Requirement
Transcribe all of the material exactly, except for its pictures.

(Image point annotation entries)
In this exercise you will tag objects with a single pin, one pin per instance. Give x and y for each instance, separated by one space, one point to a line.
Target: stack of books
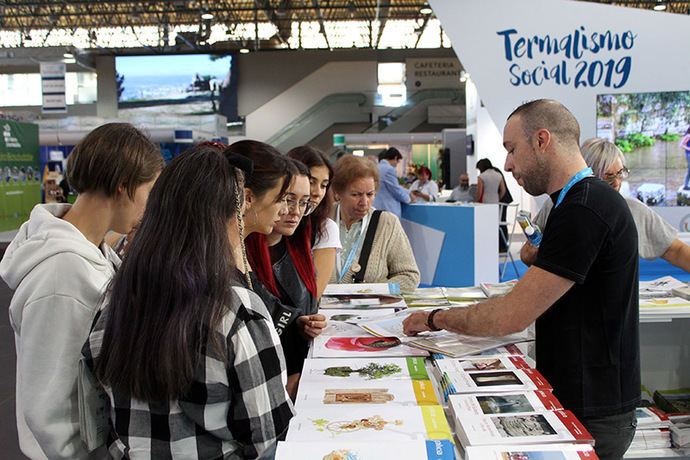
652 431
499 400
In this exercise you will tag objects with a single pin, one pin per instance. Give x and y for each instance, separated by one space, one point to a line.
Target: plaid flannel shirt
235 412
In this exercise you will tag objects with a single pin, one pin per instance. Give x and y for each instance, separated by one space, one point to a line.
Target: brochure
531 452
359 347
343 323
660 287
498 289
440 449
650 418
357 289
369 423
503 403
444 342
354 372
463 382
389 393
532 428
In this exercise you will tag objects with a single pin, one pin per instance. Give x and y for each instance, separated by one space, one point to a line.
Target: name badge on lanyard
355 267
573 180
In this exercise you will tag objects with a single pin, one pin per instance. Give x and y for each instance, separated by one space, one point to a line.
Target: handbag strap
366 247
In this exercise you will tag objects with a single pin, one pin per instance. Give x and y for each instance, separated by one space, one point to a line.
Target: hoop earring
256 217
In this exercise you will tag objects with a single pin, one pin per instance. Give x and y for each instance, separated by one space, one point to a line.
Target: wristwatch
430 320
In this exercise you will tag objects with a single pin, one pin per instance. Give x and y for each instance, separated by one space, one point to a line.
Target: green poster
20 178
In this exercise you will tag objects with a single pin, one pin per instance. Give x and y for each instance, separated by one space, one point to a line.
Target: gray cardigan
391 259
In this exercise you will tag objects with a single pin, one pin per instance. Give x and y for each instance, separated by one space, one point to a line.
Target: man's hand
528 253
416 323
311 326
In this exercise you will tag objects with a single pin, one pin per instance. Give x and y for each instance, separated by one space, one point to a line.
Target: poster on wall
652 129
20 187
175 86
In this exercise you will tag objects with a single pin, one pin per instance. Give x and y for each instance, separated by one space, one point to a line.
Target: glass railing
314 113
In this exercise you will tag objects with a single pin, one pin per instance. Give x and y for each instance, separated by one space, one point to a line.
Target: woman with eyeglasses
325 238
656 237
282 261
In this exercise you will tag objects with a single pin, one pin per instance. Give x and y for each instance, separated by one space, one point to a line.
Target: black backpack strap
366 247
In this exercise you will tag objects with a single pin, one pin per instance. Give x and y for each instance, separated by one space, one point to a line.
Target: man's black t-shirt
588 341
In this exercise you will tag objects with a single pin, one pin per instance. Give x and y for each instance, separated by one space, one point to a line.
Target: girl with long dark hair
190 359
325 236
282 261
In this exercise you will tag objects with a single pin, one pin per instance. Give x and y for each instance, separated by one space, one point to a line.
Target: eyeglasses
621 174
305 207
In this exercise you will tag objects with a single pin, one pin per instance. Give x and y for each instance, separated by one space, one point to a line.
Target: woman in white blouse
325 234
424 188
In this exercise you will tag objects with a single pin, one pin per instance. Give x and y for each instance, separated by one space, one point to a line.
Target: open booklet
531 452
444 342
369 423
440 449
362 296
344 322
361 347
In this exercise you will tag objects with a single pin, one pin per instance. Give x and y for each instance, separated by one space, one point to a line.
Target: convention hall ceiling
196 25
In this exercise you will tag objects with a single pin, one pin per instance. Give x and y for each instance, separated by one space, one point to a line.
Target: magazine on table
498 289
650 418
444 342
349 372
503 403
344 322
463 382
369 423
439 449
371 393
526 428
362 296
531 452
362 347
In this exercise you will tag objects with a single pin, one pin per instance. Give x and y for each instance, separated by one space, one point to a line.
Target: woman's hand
311 326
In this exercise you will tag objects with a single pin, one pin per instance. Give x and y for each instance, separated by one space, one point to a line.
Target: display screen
650 129
189 84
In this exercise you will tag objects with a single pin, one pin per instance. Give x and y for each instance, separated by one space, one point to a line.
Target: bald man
582 288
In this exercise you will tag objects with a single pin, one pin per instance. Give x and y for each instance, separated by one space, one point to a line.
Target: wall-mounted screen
189 84
651 129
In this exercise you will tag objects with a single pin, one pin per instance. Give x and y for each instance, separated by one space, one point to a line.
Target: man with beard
582 289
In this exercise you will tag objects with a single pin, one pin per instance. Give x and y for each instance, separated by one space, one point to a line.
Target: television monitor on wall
649 128
193 84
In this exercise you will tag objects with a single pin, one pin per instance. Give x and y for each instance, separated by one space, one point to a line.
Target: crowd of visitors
196 322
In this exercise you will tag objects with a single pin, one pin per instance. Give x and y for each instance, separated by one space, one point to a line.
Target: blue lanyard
351 256
573 180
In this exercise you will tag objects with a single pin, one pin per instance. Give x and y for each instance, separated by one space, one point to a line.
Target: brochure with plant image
368 423
355 371
361 347
371 393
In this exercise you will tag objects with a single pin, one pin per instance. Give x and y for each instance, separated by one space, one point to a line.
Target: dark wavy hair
312 157
270 166
174 286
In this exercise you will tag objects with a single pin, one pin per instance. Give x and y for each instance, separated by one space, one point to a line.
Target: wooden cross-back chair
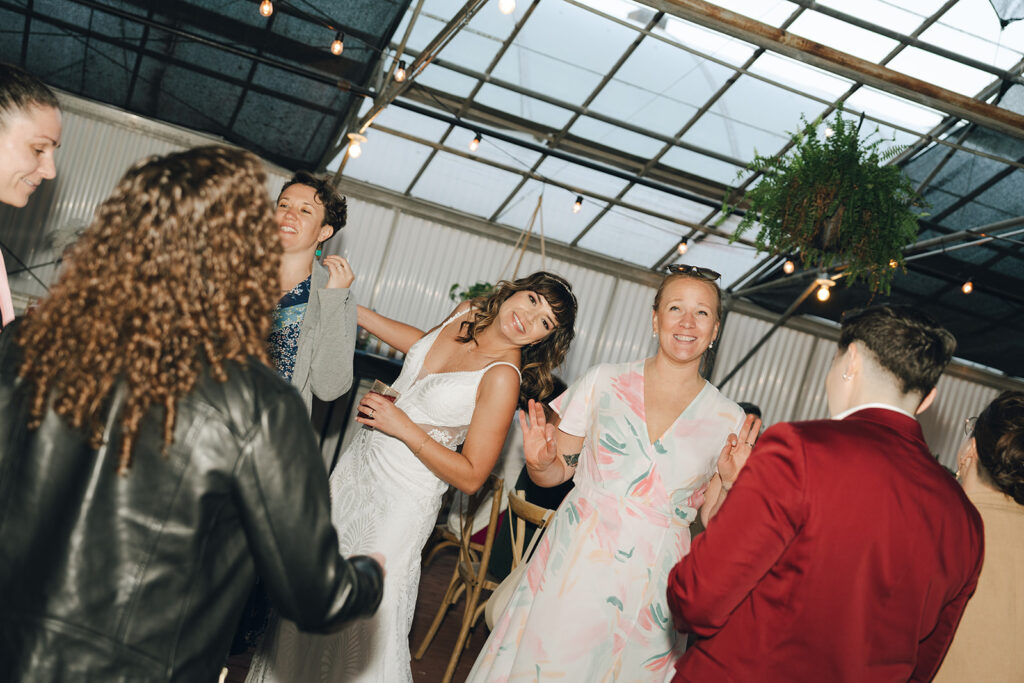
470 574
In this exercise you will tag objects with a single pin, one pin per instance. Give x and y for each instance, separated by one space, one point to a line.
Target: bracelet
426 437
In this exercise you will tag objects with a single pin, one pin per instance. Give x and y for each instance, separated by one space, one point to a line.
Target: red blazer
843 553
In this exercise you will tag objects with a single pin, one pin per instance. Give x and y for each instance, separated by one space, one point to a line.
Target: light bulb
355 141
338 46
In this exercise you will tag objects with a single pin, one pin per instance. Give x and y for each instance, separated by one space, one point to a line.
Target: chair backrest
527 513
473 559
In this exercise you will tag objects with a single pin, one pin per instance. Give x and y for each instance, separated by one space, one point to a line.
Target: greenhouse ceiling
648 112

Result for this exercise
In this exercise you will tag objects with a single pin, one pin per instance. Give x and y for each instance, separated by one space, one point to a line.
Target: stack of books
652 431
499 400
In this exercise you will tag objects with a single pin, one pin per instance. Give x and y for each instance, separated by one space, one point to a line.
Target: plaid flannel shirt
235 412
In this exercise you will tag objects with a single pin, one pin per instance. Give x and y for each instance, separated by one space, one point to a line.
Target: brochure
531 452
359 347
343 323
660 287
498 289
440 449
650 418
357 289
369 423
503 403
444 342
354 372
463 382
389 393
532 428
In this exercise you will tag objects with a single pin, one pin per instance. Give x and y for each instance, separated by one space, one point to a line.
Target: name badge on lanyard
355 267
573 180
In this exercise you will tag objects with a single pin, one pin per instance. Give x and y for each instance, separated by one space, one point to a line.
Target: handbag strap
366 247
In this exercise you will tag objects with a single pin, one pin per instance. Give x and y for each instance, separated by one space, one point to a line.
Target: hoop earring
256 217
In this exercise you will tag objects with a single pin, one pin per instance. Give x and y for each instance, separated by one space, one point to a line.
Target: wristwatch
430 320
In this exercise you will tag objects with a single pin, one pin per instance. Give x and y for each instance, separated by one space, one point to a line.
Target: green poster
20 178
In this exercise you will tag objects with a single pin, one pin per instance. Give x and y for each instance, separated by one space, one point to a line.
Target: gray cardigan
391 259
In this exercise you will tag objects with a single pin, one pin per instance. Give x and y for each instance, separated by one space, one point to a line.
Target: man's hand
528 253
416 323
311 326
In this exercise you will tag objects with a single pin, one pin per instance. Give x and y for each instance, separated by one space, one point to a line.
Target: poster on wall
652 129
20 187
175 86
In this exercise you will tag objects with a single pin, one pin per instance. Give x and y for each instance, separated by one space, one point to a line.
Target: glass railing
314 113
In this exercise you will tag objects with a single pin, one pin per instance. Give x and y for each instance, separated by one space, one point to a line.
Target: woman with eyeglasses
325 238
656 237
282 261
In this exercise you will tag objects with a single pin, one pin per instance. Give x and y for each instance, separated by one space, one point to a line.
Target: black backpack strap
366 247
In this exercise you will tag objects with a single pin, one pin per instance. Give x and y for each instance, separated by one space, one point to a line.
Target: man's black t-shirt
588 341
In this exercise you will tag objects with a single pin, one pin per instance. Give x and y for each instance, separated by one space, one point to a line.
Target: girl with long dark hair
190 359
325 236
282 261
In this exercise you will tag objects with a single pin, one pin per instance. Give x and y for each instance, separated by one space, one point to a line.
Target: eyeglasses
621 174
305 207
In this exercise you will tag objects with a single pin, one pin per instance. Give x and y for each instance, separated by one space, one point to a line.
Target: woman in white blouse
325 234
424 188
In this exercise you will tag objects with a single pin, one pin per instance. Give x and y for each instance, separated by one space, one point to a line.
Target: open booklet
531 452
444 342
369 423
440 449
362 296
344 322
361 347
In this exercise you will tag objects with a single pin, one pin per instance. Give x and y for each instance, separated by one space, one point to a line.
Target: convention hall ceiling
196 25
In this exercise you will tag objects with a single pin, one pin per instance. Give x and y for each instance, separated by one space, one point to a line.
Target: magazine on table
498 289
650 418
444 342
349 372
503 403
344 322
463 382
369 423
439 449
371 393
526 428
362 296
531 452
362 347
In this exercise you will tag objects with a single pin, one pin per instance. Give x and y for each instance, separated by one space, one point to a line.
Target: woman's hand
311 326
In this exercise you will tag objects with a single pin, one pin per instance. Give x and y for each instance, separated by one space, one point to a line.
Target: display screen
650 129
189 84
In this exercise you will tag objects with a single pin, one pin per instance. Give x and y for each instance, separated by one space, one point to a line.
Target: bald man
582 288
In this exercise you will tag objects with a single pin, one pin per instance. Give x and y for each instance, separated by one space, one point to a line.
Target: wall-mounted screen
189 84
651 129
In this exercise you will tag objects with a single pin, one pin per instance. Give x and y for each instance, separated by one space, one point to a line.
Target: man with beard
582 289
In this exercise you will tag objects with a single pin, one pin per instance. Give x and y for each instance, separated by one space, one point to a line.
Target: television monitor on wall
649 128
193 84
In this exercise you will tag objects with a single pin, one pin per instance. Give x and y for each instance, separated by one space, one point to a line.
Target: crowd of visitors
196 322
In this exercise you will tag objects with a single pin, one pin per instance. Give x and y for each instance, separated by one space, one point to a line.
Target: blue lanyard
351 256
573 180
In this exercise you will tag objects with a single pin, one pin per instance. Give x and y for each instance, separated by one space, one point to a line.
Target: brochure with plant image
368 423
355 371
361 347
371 393
In this exercise you will tag objects with a single pin, one pin per instance. Give x and y for each instance, separated by one space, one point to a line.
Target: dark wavy hair
312 157
270 166
174 286
In this exercise you will tag objects with a single pin, one pin per instance. Give x and y for each instance, separated by one space, one point to a line.
Target: wooden cross-back chair
470 574
In this exercise you will tag objects with a single pin, one pin per instance. Give x and y for each instance, separated by one space, one point to a line.
Target: bracelet
426 437
In this exercise you will tag objects with a single pin, one pin per instance. Give x and y for each instance, separated by one space, one point to a line.
Target: red blazer
843 553
In this exercise you will tag objects with a single pin, one pin per instance. Give x and y for each instance, separated by one space, one point to a line.
Target: light bulb
355 141
338 46
In this exercise you will tag objects with a single pin, one pin per instance. Give x and y for each instance, separated by one space, one point to a line.
Target: chair backrest
527 513
473 559
In this exercise you will tag objects with a single pin, one pin per instance. Give x and y for each instance, separated by one space, one point to a line.
Target: greenhouse ceiling
648 112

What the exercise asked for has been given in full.